━━━ DATA FOR THIS EXERCISE

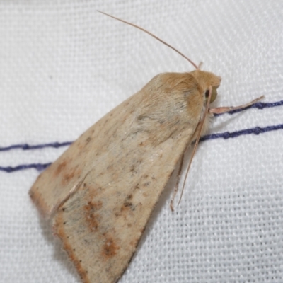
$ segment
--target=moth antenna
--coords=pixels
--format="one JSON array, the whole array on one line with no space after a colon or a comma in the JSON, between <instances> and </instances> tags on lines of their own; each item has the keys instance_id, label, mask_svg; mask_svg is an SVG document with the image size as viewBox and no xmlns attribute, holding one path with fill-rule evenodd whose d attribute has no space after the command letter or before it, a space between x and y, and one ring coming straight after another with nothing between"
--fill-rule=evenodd
<instances>
[{"instance_id":1,"label":"moth antenna","mask_svg":"<svg viewBox=\"0 0 283 283\"><path fill-rule=\"evenodd\" d=\"M114 16L111 16L109 15L106 13L104 12L101 12L101 11L98 11L97 10L98 12L101 13L105 16L108 16L108 17L115 18L115 20L120 21L120 22L127 23L127 25L132 25L134 28L138 28L139 30L142 30L144 33L147 33L148 35L152 36L153 37L154 37L156 40L160 41L161 42L162 42L163 45L168 46L169 48L173 49L174 51L175 51L177 53L178 53L180 55L181 55L183 57L184 57L185 59L187 59L197 70L199 69L199 67L197 66L197 64L195 64L192 60L190 60L189 58L187 58L185 55L184 55L183 53L181 53L179 50L178 50L177 49L175 49L175 47L173 47L172 45L170 45L168 43L166 43L165 41L162 40L161 39L160 39L159 37L158 37L156 35L154 35L153 33L149 33L149 31L145 30L144 28L142 28L141 27L139 27L139 25L136 25L134 23L129 23L126 21L122 20L119 18L116 18Z\"/></svg>"},{"instance_id":2,"label":"moth antenna","mask_svg":"<svg viewBox=\"0 0 283 283\"><path fill-rule=\"evenodd\" d=\"M198 125L197 126L197 128L196 128L196 132L197 132L197 129L199 127L200 127L200 131L199 131L199 132L197 134L197 139L195 140L194 149L192 150L192 155L191 155L190 158L189 166L187 166L186 175L185 176L184 183L183 183L181 195L180 196L179 202L178 202L178 204L177 204L178 206L180 204L180 202L181 201L181 199L182 199L182 197L183 197L183 194L184 192L185 184L185 182L187 180L187 174L189 173L189 170L190 170L190 166L192 164L192 159L193 159L193 158L195 156L195 152L197 151L197 146L199 145L200 135L202 134L202 128L203 128L203 126L204 125L205 118L207 117L208 112L209 112L209 103L210 103L210 100L212 98L212 87L210 86L209 86L209 93L208 98L207 98L207 105L205 107L204 115L203 115L202 120L199 122L199 124L198 124Z\"/></svg>"}]
</instances>

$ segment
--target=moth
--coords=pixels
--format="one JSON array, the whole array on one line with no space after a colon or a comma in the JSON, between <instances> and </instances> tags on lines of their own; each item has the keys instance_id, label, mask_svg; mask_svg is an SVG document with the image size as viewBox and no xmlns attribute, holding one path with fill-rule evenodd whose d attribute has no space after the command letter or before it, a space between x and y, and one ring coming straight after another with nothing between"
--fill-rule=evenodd
<instances>
[{"instance_id":1,"label":"moth","mask_svg":"<svg viewBox=\"0 0 283 283\"><path fill-rule=\"evenodd\" d=\"M178 161L194 141L195 151L210 117L261 98L209 108L221 78L187 59L195 71L154 77L79 137L30 190L85 283L122 276Z\"/></svg>"}]
</instances>

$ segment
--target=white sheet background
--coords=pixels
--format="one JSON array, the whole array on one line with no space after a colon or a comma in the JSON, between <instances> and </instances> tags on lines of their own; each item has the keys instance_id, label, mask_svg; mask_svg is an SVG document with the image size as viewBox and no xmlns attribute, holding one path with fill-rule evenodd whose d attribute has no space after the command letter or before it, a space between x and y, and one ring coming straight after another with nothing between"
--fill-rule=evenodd
<instances>
[{"instance_id":1,"label":"white sheet background","mask_svg":"<svg viewBox=\"0 0 283 283\"><path fill-rule=\"evenodd\" d=\"M154 75L222 77L218 105L283 100L280 0L0 1L0 146L74 140ZM138 106L138 105L137 105ZM214 120L211 133L283 123L283 106ZM283 130L200 144L176 212L168 187L121 282L282 282ZM66 148L0 152L0 166ZM28 192L35 169L0 172L0 281L79 282Z\"/></svg>"}]
</instances>

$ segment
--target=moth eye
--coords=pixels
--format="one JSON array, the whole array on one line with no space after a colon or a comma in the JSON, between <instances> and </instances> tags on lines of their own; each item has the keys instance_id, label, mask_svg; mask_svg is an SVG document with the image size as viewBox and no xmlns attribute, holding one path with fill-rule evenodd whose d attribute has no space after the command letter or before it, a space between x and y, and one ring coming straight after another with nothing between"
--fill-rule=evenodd
<instances>
[{"instance_id":1,"label":"moth eye","mask_svg":"<svg viewBox=\"0 0 283 283\"><path fill-rule=\"evenodd\" d=\"M209 96L209 90L207 89L207 91L205 91L205 100L207 101ZM212 98L210 98L210 103L214 102L216 96L217 96L217 88L213 86L212 90Z\"/></svg>"}]
</instances>

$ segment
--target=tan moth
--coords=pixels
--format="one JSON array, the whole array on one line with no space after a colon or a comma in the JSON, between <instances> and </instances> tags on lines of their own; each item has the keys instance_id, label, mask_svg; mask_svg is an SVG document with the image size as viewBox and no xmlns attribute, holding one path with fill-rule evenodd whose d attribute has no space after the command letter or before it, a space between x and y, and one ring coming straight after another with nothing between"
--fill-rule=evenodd
<instances>
[{"instance_id":1,"label":"tan moth","mask_svg":"<svg viewBox=\"0 0 283 283\"><path fill-rule=\"evenodd\" d=\"M85 283L122 275L176 165L194 141L195 151L213 113L261 98L209 108L221 78L188 60L195 71L154 77L85 132L30 190Z\"/></svg>"}]
</instances>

━━━━━━

■ **BRIEF**
Write out the records above exactly as they appear, leaving out any pictures.

■ **FINAL RESULT**
$ segment
--target=moth antenna
--coords=pixels
--format="one JSON array, the whole array on one line with no space after a colon or a comma in the JSON, between <instances> and </instances> tags on lines of their own; each item has the keys instance_id, label, mask_svg; mask_svg is an SVG document with the image size as viewBox and no xmlns attribute, holding one path with fill-rule evenodd whose d attribute has no space after the command letter or before it, a space between x and y, and one ring coming straight after another with nothing between"
--fill-rule=evenodd
<instances>
[{"instance_id":1,"label":"moth antenna","mask_svg":"<svg viewBox=\"0 0 283 283\"><path fill-rule=\"evenodd\" d=\"M114 16L111 16L109 15L106 13L104 12L101 12L101 11L98 11L97 10L98 12L101 13L105 16L108 16L108 17L115 18L115 20L120 21L120 22L127 23L127 25L132 25L134 28L138 28L139 30L142 30L144 33L147 33L148 35L152 36L153 37L154 37L156 40L160 41L161 42L162 42L163 45L168 46L169 48L173 49L174 51L175 51L177 53L178 53L180 55L181 55L183 57L184 57L185 59L187 59L197 70L199 69L199 67L197 66L197 64L195 64L192 60L190 60L189 58L187 58L185 55L184 55L183 53L181 53L179 50L178 50L177 49L175 49L175 47L173 47L172 45L170 45L168 43L166 43L165 41L162 40L161 39L160 39L159 37L158 37L156 35L154 35L153 33L149 33L149 31L145 30L144 28L142 28L141 27L139 27L139 25L136 25L134 23L129 23L126 21L122 20L119 18L116 18Z\"/></svg>"},{"instance_id":2,"label":"moth antenna","mask_svg":"<svg viewBox=\"0 0 283 283\"><path fill-rule=\"evenodd\" d=\"M198 125L197 126L197 128L196 128L196 132L197 132L197 129L199 127L200 127L200 131L199 131L199 132L197 134L197 139L195 140L194 149L192 150L192 155L191 155L190 158L189 166L187 166L186 175L185 176L184 183L183 183L181 195L180 196L179 202L178 202L178 204L177 204L178 206L180 204L180 202L181 201L181 199L182 199L182 197L183 197L183 194L184 192L185 184L185 182L187 180L187 174L189 173L189 170L190 170L190 166L192 164L192 159L193 159L193 158L195 156L195 152L197 151L197 146L199 145L200 135L202 134L202 128L203 128L203 126L204 125L205 118L207 117L208 112L209 112L209 103L210 103L210 100L212 98L212 87L210 86L209 86L209 93L208 98L207 98L207 105L205 107L204 115L203 115L202 120L199 122L199 124L198 124Z\"/></svg>"}]
</instances>

$ segment
--target=moth
--coords=pixels
--format="one JSON array, the whole array on one line with no space after a colon or a comma in the JSON, between <instances> and </instances> tags on lines of their own; each item has the keys instance_id, label, mask_svg; mask_svg is an SVG document with the image size as viewBox and no xmlns attribute, holding one path with fill-rule evenodd whose d attribute has no space after the command letter or before it, a space between x and y, and one ring coming straight after another with nothing between"
--fill-rule=evenodd
<instances>
[{"instance_id":1,"label":"moth","mask_svg":"<svg viewBox=\"0 0 283 283\"><path fill-rule=\"evenodd\" d=\"M178 161L194 141L195 151L210 117L261 98L209 108L221 78L187 59L195 71L154 77L79 137L30 190L85 283L122 276Z\"/></svg>"}]
</instances>

$ segment
--target=white sheet background
--coords=pixels
--format="one JSON array, the whole array on one line with no space after a colon or a comma in the JSON, between <instances> and </instances> tags on lines of their own; each item has the keys instance_id, label, mask_svg; mask_svg is an SVG document with the image size as viewBox and no xmlns attribute, holding one path with fill-rule evenodd whose d attribute has no space after the command letter or before it, a space between x and y, and one ring coming straight after another with nothing between"
--fill-rule=evenodd
<instances>
[{"instance_id":1,"label":"white sheet background","mask_svg":"<svg viewBox=\"0 0 283 283\"><path fill-rule=\"evenodd\" d=\"M154 75L222 77L218 105L283 100L280 0L0 1L0 146L74 140ZM138 106L138 105L137 105ZM214 120L211 133L283 123L283 106ZM283 130L200 144L176 212L168 187L121 282L282 282ZM66 148L0 152L0 166ZM28 192L35 169L0 172L0 281L79 282Z\"/></svg>"}]
</instances>

$ segment
--target=moth eye
--coords=pixels
--format="one JSON array, the whole array on one line with no space after a colon or a comma in the JSON, between <instances> and </instances> tags on lines of their own; each item has the keys instance_id, label, mask_svg; mask_svg is an SVG document with the image size as viewBox and no xmlns attribute, holding one path with fill-rule evenodd whose d attribute has no space after the command letter or before it, a space between x and y, and one ring coming straight after another with nothing between"
--fill-rule=evenodd
<instances>
[{"instance_id":1,"label":"moth eye","mask_svg":"<svg viewBox=\"0 0 283 283\"><path fill-rule=\"evenodd\" d=\"M209 96L209 90L207 89L207 91L205 91L205 100L207 101ZM212 98L210 98L210 103L214 102L216 96L217 96L217 88L213 86L212 90Z\"/></svg>"}]
</instances>

$ segment
--target=tan moth
--coords=pixels
--format="one JSON array, the whole array on one line with no space after a colon or a comma in the JSON, between <instances> and </instances> tags on lines of their own; each item has the keys instance_id, label, mask_svg; mask_svg is an SVG document with the image size as viewBox and no xmlns attribute, holding one path with fill-rule evenodd whose d attribute has no space after the command letter or before it, a space between x and y, and one ring coming straight after another with nothing between"
--fill-rule=evenodd
<instances>
[{"instance_id":1,"label":"tan moth","mask_svg":"<svg viewBox=\"0 0 283 283\"><path fill-rule=\"evenodd\" d=\"M85 283L122 275L176 165L194 141L195 151L213 113L261 98L209 108L221 78L188 60L195 71L154 77L85 132L30 190Z\"/></svg>"}]
</instances>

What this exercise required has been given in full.